[Start of section]
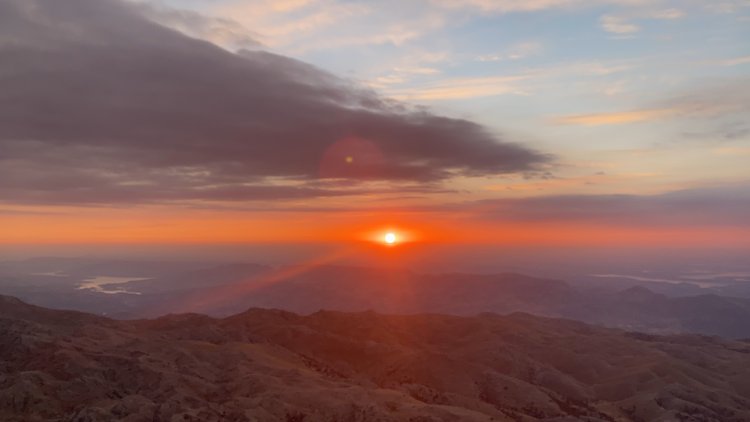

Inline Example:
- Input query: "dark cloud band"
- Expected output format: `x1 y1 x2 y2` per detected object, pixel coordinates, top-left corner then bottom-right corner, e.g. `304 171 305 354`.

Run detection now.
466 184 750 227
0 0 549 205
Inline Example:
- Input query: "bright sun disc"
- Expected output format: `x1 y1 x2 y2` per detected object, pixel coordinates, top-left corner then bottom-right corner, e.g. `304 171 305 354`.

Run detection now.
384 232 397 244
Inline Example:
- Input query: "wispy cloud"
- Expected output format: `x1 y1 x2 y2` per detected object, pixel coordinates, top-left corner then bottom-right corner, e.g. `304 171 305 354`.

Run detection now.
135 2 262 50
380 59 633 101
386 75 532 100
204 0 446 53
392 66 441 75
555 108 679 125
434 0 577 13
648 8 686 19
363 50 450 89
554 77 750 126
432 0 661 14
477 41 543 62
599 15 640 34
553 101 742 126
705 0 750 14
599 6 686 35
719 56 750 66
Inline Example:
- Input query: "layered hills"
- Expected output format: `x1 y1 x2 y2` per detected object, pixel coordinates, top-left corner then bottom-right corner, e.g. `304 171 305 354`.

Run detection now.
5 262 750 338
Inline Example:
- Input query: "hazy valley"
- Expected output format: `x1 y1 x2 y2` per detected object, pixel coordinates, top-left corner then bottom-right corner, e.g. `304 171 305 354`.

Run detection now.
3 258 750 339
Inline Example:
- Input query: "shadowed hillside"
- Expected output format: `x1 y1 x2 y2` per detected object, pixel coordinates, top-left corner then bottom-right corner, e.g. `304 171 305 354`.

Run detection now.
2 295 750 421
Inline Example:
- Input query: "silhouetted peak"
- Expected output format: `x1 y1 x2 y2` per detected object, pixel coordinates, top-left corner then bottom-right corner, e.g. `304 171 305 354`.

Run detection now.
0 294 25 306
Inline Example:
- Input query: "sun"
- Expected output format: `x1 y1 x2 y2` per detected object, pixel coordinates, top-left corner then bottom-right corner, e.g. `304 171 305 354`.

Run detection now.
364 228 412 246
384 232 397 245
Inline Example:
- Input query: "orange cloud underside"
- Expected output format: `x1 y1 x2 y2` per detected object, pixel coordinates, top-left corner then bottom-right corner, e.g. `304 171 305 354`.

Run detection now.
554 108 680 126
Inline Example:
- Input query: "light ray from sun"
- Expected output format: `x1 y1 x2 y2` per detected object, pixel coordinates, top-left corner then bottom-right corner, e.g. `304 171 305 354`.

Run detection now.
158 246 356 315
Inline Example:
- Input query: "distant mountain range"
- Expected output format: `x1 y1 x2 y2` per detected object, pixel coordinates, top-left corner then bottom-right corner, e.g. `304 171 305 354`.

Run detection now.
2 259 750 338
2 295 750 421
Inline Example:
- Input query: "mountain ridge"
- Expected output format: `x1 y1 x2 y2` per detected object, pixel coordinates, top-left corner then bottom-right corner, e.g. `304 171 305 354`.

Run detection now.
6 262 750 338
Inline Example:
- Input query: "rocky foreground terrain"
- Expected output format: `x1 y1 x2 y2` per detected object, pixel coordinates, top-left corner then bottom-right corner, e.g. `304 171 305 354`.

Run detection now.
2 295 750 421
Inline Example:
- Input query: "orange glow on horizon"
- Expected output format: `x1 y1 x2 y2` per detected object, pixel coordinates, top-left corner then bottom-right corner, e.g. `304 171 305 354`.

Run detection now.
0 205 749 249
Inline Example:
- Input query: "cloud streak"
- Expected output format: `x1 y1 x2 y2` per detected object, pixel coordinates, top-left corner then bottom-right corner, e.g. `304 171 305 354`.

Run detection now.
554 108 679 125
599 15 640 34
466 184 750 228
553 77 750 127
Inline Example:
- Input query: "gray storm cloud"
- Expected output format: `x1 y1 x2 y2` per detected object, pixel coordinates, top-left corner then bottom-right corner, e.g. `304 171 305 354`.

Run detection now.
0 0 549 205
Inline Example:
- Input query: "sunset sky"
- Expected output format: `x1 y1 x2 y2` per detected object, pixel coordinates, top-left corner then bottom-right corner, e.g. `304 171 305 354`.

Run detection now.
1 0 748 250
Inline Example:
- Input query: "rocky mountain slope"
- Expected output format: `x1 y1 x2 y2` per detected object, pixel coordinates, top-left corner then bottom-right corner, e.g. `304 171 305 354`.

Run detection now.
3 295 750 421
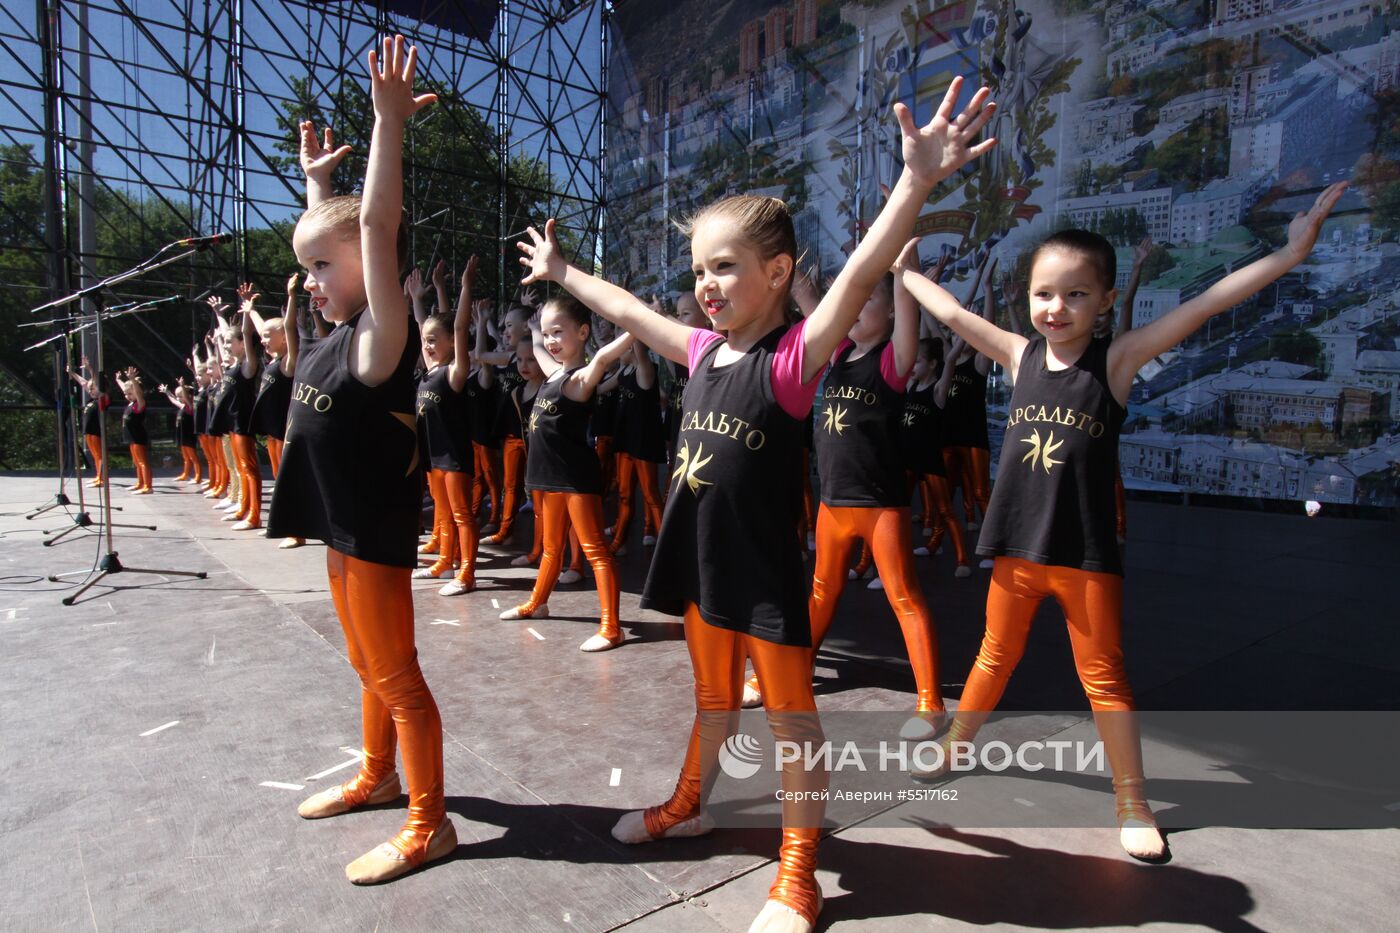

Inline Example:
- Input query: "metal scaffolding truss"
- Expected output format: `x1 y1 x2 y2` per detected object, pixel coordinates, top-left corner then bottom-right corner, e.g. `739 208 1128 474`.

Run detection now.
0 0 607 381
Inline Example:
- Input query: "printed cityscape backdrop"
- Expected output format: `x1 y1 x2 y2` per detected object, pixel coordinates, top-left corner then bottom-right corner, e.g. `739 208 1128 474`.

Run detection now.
[End of section]
▸ **EXERCISE**:
Out of the records, collect only those lines that contain the string "orange".

▸ **RESULT OF THIS TASK**:
- Input query: "orange cloud underside"
- Input query: "orange glow on horizon"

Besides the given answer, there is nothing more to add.